What is expected
Rewrite the listing starting at the line that contains "Target: green moss" and continuing through the end of the listing, with "blue sky" replaced by "clear sky". Leave everything else unchanged.

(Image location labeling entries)

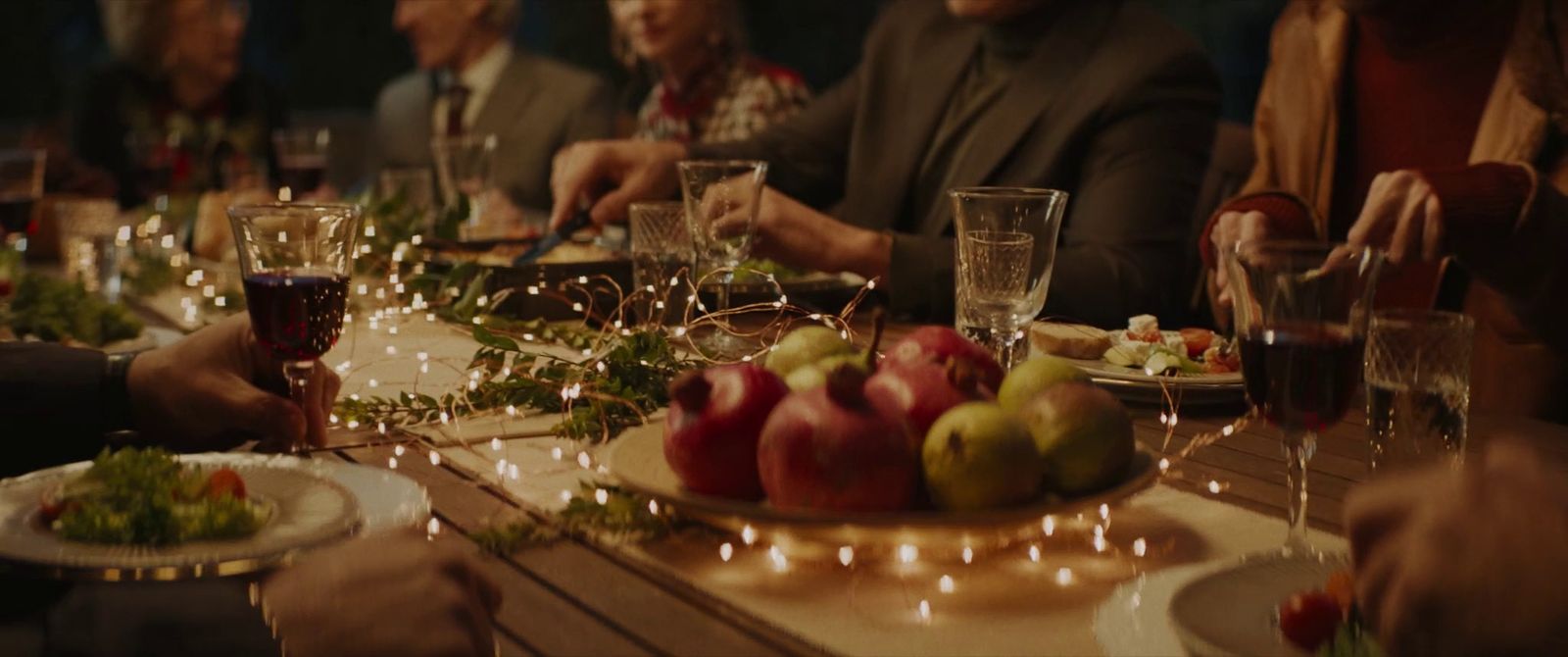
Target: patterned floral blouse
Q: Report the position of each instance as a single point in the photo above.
(731, 101)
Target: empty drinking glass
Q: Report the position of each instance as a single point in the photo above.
(721, 199)
(1418, 386)
(1007, 243)
(661, 259)
(93, 243)
(302, 160)
(466, 172)
(21, 187)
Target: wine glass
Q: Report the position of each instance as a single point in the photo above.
(295, 261)
(721, 199)
(1301, 321)
(21, 187)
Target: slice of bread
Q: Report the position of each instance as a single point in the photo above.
(1070, 340)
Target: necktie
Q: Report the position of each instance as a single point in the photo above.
(457, 101)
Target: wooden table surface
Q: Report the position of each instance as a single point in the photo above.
(579, 598)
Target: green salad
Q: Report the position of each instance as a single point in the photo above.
(146, 497)
(63, 311)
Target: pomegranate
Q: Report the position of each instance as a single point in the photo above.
(938, 343)
(830, 449)
(919, 392)
(715, 419)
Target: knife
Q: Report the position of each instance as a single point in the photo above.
(579, 222)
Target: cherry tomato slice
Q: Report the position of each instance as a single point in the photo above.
(1309, 618)
(224, 481)
(1197, 340)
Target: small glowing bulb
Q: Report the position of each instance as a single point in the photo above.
(780, 563)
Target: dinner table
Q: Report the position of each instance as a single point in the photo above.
(1089, 582)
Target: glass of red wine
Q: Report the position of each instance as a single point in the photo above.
(295, 261)
(1300, 314)
(21, 187)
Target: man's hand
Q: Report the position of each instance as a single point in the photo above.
(388, 594)
(1465, 563)
(209, 390)
(1231, 229)
(794, 234)
(634, 170)
(1403, 215)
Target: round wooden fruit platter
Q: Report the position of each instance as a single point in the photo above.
(637, 461)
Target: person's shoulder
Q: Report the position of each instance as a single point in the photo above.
(404, 88)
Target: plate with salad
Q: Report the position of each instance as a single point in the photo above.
(1274, 606)
(1145, 358)
(145, 513)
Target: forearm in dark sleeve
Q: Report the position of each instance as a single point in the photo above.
(807, 154)
(51, 405)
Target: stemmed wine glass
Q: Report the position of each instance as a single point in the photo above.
(21, 187)
(1301, 321)
(721, 211)
(295, 261)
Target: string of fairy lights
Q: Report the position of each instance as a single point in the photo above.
(381, 295)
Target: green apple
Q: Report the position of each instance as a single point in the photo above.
(1084, 436)
(1034, 377)
(815, 374)
(980, 457)
(805, 347)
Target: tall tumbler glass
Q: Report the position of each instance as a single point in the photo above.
(1418, 386)
(466, 173)
(21, 187)
(302, 160)
(721, 203)
(661, 256)
(295, 259)
(1007, 245)
(1301, 321)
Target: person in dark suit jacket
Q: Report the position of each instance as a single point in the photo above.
(472, 81)
(1098, 97)
(206, 392)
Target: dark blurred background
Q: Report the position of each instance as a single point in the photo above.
(331, 57)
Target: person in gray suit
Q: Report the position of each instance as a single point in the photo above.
(1100, 97)
(472, 81)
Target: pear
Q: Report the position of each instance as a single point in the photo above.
(805, 347)
(980, 457)
(1034, 377)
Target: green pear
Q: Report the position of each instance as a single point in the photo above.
(804, 347)
(1032, 377)
(815, 374)
(1084, 436)
(980, 457)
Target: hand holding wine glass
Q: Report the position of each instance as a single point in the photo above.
(295, 259)
(1301, 317)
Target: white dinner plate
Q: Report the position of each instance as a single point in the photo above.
(1235, 610)
(308, 508)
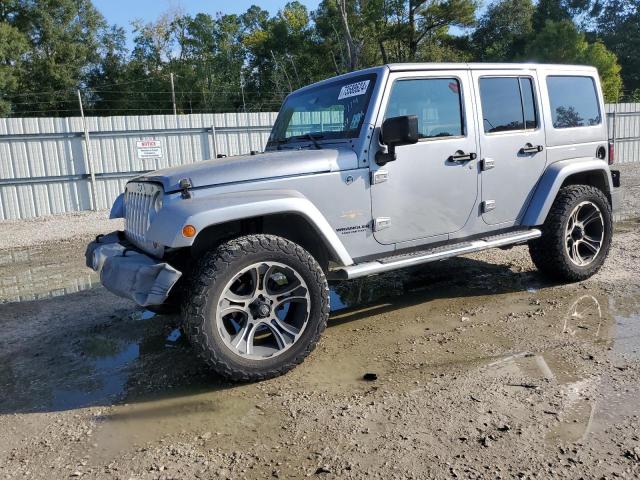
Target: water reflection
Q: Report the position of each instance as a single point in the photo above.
(33, 274)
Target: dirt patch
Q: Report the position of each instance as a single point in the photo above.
(484, 370)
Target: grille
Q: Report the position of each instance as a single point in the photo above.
(139, 210)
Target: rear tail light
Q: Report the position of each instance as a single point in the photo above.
(611, 153)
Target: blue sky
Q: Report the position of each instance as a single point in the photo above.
(122, 12)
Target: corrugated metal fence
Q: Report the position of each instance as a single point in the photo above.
(624, 128)
(45, 168)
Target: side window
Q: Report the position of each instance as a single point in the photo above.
(435, 101)
(508, 103)
(574, 101)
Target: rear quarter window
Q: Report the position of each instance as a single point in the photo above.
(574, 101)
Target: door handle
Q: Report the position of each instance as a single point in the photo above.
(528, 148)
(460, 157)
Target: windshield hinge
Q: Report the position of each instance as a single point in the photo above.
(381, 223)
(379, 176)
(185, 185)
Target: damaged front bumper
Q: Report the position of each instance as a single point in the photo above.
(129, 273)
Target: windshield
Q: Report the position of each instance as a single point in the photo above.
(332, 111)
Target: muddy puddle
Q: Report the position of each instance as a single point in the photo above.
(465, 317)
(38, 273)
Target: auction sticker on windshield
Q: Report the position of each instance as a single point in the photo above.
(354, 89)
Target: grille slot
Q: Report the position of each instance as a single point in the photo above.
(139, 199)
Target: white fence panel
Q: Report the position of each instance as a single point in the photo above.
(43, 169)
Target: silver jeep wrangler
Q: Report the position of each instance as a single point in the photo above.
(380, 169)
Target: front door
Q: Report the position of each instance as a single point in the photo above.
(431, 188)
(512, 143)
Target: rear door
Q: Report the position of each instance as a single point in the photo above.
(512, 142)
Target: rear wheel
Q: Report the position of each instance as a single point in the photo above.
(256, 307)
(576, 235)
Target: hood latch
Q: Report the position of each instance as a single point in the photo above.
(185, 185)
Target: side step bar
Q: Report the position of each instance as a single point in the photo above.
(434, 254)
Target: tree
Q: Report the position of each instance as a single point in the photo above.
(561, 42)
(619, 27)
(62, 45)
(13, 46)
(503, 30)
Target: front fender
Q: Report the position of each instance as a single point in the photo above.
(204, 211)
(552, 181)
(117, 209)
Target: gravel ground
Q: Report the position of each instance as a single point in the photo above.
(484, 370)
(43, 230)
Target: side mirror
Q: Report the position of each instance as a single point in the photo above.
(395, 132)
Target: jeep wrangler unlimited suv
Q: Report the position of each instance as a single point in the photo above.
(380, 169)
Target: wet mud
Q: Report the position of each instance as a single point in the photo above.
(484, 369)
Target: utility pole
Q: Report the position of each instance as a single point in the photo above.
(173, 95)
(244, 105)
(88, 156)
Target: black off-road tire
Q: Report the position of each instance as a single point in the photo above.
(218, 267)
(549, 253)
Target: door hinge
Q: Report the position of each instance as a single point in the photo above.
(379, 176)
(488, 164)
(488, 205)
(381, 223)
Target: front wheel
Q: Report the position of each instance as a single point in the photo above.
(576, 235)
(256, 307)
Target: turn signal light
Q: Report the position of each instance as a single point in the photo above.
(189, 231)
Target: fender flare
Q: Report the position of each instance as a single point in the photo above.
(205, 211)
(552, 180)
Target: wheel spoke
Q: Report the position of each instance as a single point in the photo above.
(224, 311)
(574, 218)
(280, 334)
(243, 341)
(293, 298)
(593, 246)
(285, 327)
(246, 328)
(591, 217)
(576, 254)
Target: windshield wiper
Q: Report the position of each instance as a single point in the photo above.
(306, 136)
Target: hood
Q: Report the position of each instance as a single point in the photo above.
(243, 168)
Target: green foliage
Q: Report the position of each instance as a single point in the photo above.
(619, 28)
(62, 44)
(50, 48)
(503, 30)
(561, 42)
(13, 46)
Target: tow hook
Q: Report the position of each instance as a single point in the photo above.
(185, 185)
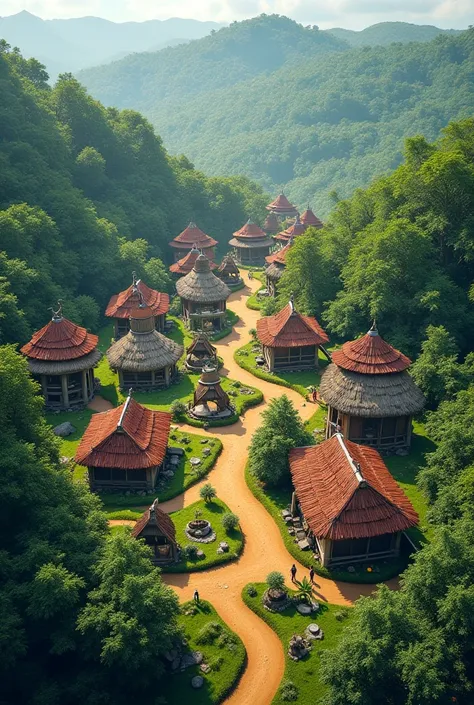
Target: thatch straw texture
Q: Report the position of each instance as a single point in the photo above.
(375, 396)
(201, 285)
(64, 367)
(143, 352)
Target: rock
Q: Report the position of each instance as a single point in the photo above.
(64, 429)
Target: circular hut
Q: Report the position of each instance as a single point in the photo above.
(228, 272)
(371, 397)
(251, 245)
(210, 400)
(185, 264)
(190, 238)
(203, 297)
(61, 357)
(144, 358)
(199, 353)
(282, 208)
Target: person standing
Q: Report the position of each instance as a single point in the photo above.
(293, 573)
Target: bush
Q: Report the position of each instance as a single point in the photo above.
(207, 492)
(251, 590)
(178, 409)
(276, 580)
(190, 552)
(288, 691)
(230, 521)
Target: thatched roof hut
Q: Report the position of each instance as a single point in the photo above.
(121, 305)
(210, 400)
(62, 356)
(370, 394)
(200, 352)
(354, 508)
(144, 358)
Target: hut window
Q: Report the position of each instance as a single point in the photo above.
(101, 474)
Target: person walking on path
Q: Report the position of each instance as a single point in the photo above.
(293, 573)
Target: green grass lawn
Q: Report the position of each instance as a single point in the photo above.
(223, 651)
(299, 381)
(274, 499)
(303, 674)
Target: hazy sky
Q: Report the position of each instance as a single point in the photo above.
(354, 14)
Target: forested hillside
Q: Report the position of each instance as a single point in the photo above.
(273, 100)
(384, 33)
(87, 195)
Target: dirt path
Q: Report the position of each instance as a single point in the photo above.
(264, 549)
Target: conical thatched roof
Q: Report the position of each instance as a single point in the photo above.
(143, 349)
(201, 285)
(371, 395)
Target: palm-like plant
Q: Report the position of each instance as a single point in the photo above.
(305, 590)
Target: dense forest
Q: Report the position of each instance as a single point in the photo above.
(290, 108)
(86, 196)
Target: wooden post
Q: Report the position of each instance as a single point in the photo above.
(85, 394)
(65, 393)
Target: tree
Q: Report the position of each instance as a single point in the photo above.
(207, 492)
(281, 430)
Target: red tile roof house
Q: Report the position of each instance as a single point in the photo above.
(353, 508)
(190, 238)
(156, 528)
(62, 357)
(121, 306)
(290, 341)
(124, 448)
(370, 395)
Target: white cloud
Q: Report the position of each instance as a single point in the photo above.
(354, 14)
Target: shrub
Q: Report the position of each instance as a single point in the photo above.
(288, 691)
(251, 590)
(230, 521)
(178, 409)
(276, 580)
(190, 551)
(207, 492)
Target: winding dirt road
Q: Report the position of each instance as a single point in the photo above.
(264, 549)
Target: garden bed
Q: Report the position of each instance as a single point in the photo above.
(223, 651)
(304, 674)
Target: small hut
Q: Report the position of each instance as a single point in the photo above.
(210, 400)
(290, 341)
(190, 238)
(159, 533)
(229, 272)
(199, 353)
(297, 228)
(251, 244)
(370, 395)
(203, 297)
(272, 224)
(61, 357)
(124, 448)
(282, 208)
(183, 266)
(310, 220)
(121, 305)
(354, 509)
(144, 358)
(276, 266)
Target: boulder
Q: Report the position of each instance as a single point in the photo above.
(64, 429)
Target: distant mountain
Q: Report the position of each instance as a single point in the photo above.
(385, 33)
(69, 45)
(293, 107)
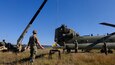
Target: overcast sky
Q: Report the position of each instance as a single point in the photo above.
(83, 16)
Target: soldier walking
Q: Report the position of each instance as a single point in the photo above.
(33, 42)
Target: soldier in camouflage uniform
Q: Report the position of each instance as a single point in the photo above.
(33, 42)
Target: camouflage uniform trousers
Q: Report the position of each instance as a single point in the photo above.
(33, 51)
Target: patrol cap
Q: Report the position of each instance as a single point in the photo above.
(34, 32)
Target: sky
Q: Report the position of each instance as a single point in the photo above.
(83, 16)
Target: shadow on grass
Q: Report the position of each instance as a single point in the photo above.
(23, 60)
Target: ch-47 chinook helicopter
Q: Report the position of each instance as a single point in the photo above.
(19, 47)
(69, 39)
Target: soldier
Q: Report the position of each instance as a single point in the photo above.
(33, 41)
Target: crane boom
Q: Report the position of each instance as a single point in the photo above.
(19, 41)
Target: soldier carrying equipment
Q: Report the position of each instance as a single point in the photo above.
(33, 42)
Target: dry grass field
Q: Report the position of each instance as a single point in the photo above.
(8, 58)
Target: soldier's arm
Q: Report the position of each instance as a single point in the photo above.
(39, 44)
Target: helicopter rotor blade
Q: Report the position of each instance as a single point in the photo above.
(107, 24)
(99, 41)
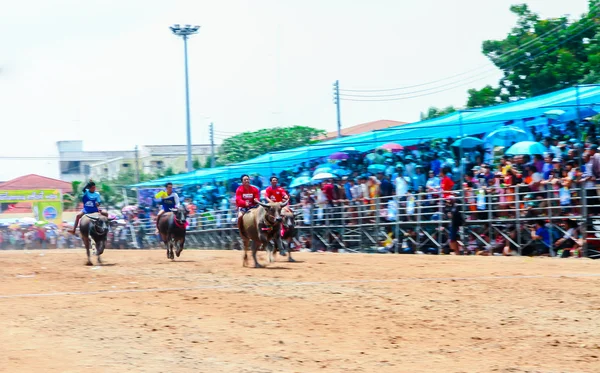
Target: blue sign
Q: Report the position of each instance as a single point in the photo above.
(50, 213)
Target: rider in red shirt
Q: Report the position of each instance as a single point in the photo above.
(246, 196)
(276, 193)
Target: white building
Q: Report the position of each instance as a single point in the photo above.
(76, 164)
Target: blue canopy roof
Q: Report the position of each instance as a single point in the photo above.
(467, 122)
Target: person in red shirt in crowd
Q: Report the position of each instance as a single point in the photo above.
(446, 184)
(328, 190)
(274, 192)
(246, 197)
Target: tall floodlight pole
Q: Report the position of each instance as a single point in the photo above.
(336, 101)
(185, 32)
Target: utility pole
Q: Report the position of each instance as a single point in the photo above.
(211, 129)
(137, 165)
(185, 32)
(336, 101)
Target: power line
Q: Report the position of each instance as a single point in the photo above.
(375, 98)
(510, 52)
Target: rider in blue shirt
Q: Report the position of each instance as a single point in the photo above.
(91, 203)
(168, 200)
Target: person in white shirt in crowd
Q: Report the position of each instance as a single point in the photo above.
(409, 166)
(402, 184)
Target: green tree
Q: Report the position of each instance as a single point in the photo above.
(248, 145)
(542, 55)
(487, 96)
(434, 112)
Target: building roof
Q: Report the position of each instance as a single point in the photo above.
(165, 150)
(362, 128)
(33, 181)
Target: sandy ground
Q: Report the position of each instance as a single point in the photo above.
(327, 313)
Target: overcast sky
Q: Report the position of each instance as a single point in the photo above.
(110, 73)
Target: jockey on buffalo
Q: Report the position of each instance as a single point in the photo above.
(168, 200)
(91, 203)
(246, 197)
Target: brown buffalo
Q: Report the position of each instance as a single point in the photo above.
(261, 225)
(94, 227)
(289, 232)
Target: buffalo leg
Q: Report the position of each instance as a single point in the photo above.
(289, 251)
(170, 241)
(86, 243)
(270, 249)
(245, 243)
(180, 247)
(166, 242)
(255, 248)
(100, 247)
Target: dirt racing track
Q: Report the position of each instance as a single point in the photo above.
(204, 312)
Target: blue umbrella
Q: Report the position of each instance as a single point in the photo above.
(342, 172)
(506, 136)
(323, 176)
(526, 147)
(467, 143)
(299, 181)
(332, 166)
(323, 169)
(374, 168)
(570, 114)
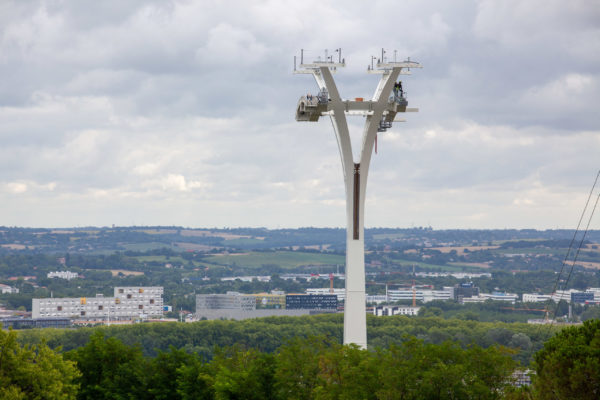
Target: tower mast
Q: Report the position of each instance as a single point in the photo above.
(380, 112)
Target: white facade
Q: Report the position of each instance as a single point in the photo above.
(5, 289)
(229, 301)
(128, 303)
(68, 275)
(496, 296)
(377, 298)
(381, 311)
(562, 295)
(535, 298)
(340, 293)
(596, 292)
(379, 112)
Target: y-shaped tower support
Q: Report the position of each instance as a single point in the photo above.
(380, 113)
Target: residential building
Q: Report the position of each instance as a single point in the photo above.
(395, 310)
(465, 290)
(582, 297)
(229, 301)
(496, 296)
(68, 275)
(535, 298)
(339, 292)
(5, 289)
(130, 302)
(423, 295)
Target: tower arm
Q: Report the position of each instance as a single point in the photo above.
(338, 119)
(380, 99)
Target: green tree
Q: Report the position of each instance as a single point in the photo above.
(163, 373)
(35, 372)
(568, 366)
(297, 367)
(109, 369)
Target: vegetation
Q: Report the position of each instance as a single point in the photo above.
(568, 367)
(312, 368)
(34, 372)
(268, 334)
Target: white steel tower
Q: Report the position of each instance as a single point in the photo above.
(380, 112)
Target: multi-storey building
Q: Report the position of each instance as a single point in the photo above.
(127, 303)
(7, 289)
(424, 295)
(535, 298)
(339, 292)
(311, 302)
(381, 311)
(68, 275)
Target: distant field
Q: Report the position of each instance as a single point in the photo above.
(284, 259)
(532, 250)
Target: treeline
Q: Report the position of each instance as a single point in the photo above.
(318, 367)
(268, 334)
(312, 368)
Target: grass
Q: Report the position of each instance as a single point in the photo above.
(532, 250)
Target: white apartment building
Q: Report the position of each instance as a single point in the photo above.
(496, 296)
(382, 311)
(563, 295)
(424, 295)
(68, 275)
(5, 289)
(127, 303)
(535, 298)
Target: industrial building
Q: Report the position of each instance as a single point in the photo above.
(29, 323)
(129, 302)
(339, 292)
(311, 302)
(234, 305)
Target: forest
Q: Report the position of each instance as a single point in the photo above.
(312, 367)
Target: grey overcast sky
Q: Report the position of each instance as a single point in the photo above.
(182, 112)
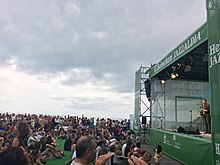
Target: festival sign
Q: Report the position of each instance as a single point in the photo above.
(213, 20)
(195, 39)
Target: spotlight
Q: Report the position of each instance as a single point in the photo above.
(187, 68)
(173, 76)
(205, 58)
(162, 81)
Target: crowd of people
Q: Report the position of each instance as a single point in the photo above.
(32, 139)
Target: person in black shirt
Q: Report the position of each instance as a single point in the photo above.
(205, 112)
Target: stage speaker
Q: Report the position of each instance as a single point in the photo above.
(180, 129)
(147, 89)
(144, 120)
(192, 131)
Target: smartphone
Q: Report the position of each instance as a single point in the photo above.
(118, 160)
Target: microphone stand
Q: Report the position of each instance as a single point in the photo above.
(191, 116)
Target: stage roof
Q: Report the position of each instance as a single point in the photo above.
(189, 60)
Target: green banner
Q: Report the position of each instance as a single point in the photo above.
(137, 104)
(213, 20)
(191, 42)
(184, 148)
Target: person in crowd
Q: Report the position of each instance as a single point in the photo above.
(86, 152)
(22, 130)
(32, 140)
(158, 155)
(68, 143)
(14, 155)
(205, 113)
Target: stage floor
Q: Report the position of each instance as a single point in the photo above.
(183, 147)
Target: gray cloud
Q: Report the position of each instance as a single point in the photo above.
(103, 37)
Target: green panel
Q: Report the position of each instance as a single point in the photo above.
(213, 13)
(184, 148)
(137, 100)
(191, 42)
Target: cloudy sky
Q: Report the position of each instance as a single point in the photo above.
(74, 57)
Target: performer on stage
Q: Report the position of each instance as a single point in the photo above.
(205, 113)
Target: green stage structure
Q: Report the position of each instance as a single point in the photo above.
(176, 86)
(213, 19)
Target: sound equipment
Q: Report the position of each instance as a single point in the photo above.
(192, 131)
(144, 120)
(188, 130)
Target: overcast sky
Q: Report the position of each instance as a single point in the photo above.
(74, 57)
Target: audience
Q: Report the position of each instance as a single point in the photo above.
(33, 138)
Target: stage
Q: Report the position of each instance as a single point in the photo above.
(185, 148)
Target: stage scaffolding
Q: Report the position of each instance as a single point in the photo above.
(155, 120)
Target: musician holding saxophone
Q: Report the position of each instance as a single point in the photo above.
(205, 113)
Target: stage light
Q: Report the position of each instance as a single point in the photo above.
(205, 58)
(174, 75)
(187, 68)
(162, 81)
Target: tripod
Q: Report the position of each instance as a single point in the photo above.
(144, 138)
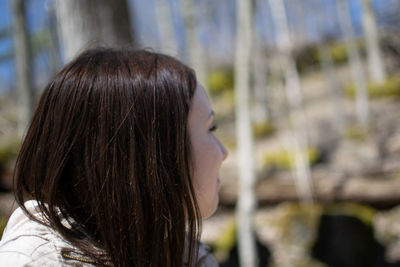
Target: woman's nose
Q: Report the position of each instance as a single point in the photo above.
(224, 152)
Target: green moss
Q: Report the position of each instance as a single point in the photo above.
(263, 129)
(364, 213)
(283, 159)
(9, 149)
(356, 133)
(388, 89)
(219, 81)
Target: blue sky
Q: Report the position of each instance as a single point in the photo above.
(217, 32)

Correct output
Target: green moss
Q: Report the position of each instance as a single point in the photo above.
(263, 129)
(364, 213)
(283, 159)
(9, 149)
(356, 133)
(388, 89)
(219, 81)
Target: clear sky
Q: Report the position of each instance as a single point in the photo above.
(217, 32)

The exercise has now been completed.